### Texto fornecido
● ● ● ● ● ● ●

Marcado pela competitividade, o mundo contemporâneo deixou de viver o capitalismo e passou a sê-lo. A tudo o que ocupa espaço é necessário atribuir serventia, utilidade imediata, para que se faça parte de um universo pertencente. Em outras palavras, a vida do homem pós-moderno é regida por suas necessidades momentâneas e para que se acolha algo (ou alguém) em seu universo é preciso que lhe seja empregado valor e que esse lhe traga satisfação, mesmo que ilusória.

A tendência de valoração indiscriminada afeta, não apenas os objetos de troca, mas também o ser humano. Para que o indivíduo atenda à sua condição de ser social, é preciso que ele seja e sinta-se valorizado. Contudo, diferentemente dos produtos industrializados, o homem não carrega no verso um rótulo descritivo ou explicativo, contendo a sua composição, indicação e contra-indicação. Assim sendo, o ‘valor de fábrica’ do sujeito é outorgado por ele próprio e por ele próprio divulgado.

● ● ● ● ● ● ●

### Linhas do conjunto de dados
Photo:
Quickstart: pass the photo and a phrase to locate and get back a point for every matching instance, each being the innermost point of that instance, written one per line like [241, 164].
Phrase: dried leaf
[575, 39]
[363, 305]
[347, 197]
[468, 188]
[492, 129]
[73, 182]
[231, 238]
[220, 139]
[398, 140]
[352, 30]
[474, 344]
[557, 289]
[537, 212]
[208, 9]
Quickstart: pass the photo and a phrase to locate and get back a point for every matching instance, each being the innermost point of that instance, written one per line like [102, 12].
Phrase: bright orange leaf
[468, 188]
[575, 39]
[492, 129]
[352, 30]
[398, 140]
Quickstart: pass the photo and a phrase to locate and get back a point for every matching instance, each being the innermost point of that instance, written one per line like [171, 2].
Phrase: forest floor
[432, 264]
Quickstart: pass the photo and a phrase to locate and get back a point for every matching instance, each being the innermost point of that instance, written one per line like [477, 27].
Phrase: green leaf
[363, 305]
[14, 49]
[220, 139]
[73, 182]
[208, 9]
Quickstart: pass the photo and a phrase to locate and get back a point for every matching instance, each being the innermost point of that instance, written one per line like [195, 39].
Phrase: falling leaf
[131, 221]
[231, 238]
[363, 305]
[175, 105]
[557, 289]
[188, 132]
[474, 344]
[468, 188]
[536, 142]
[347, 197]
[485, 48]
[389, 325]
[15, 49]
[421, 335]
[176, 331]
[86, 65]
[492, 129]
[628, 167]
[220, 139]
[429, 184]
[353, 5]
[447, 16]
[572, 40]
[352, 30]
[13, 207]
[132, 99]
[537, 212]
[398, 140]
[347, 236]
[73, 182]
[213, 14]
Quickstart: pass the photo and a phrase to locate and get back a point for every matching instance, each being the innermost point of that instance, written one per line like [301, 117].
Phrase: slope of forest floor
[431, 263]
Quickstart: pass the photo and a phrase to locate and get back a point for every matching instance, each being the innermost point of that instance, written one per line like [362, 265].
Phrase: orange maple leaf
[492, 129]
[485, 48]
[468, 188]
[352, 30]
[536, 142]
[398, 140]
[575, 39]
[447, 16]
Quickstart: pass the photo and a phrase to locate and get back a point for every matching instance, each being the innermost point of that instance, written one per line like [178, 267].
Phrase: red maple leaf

● ● ● ● ● ● ●

Reescreva o trecho do texto sobre o capitalismo contemporâneo que vai de "Marcado pela competitividade, o" até "mesmo que ilusória.", inclusive, substituindo "competitividade" por "concorrência". As entradas não têm nenhum papel nesta tarefa.

Marcado pela concorrência, o mundo contemporâneo deixou de viver o capitalismo e passou a sê-lo. A tudo o que ocupa espaço é necessário atribuir serventia, utilidade imediata, para que se faça parte de um universo pertencente. Em outras palavras, a vida do homem pós-moderno é regida por suas necessidades momentâneas e para que se acolha algo (ou alguém) em seu universo é preciso que lhe seja empregado valor e que esse lhe traga satisfação, mesmo que ilusória.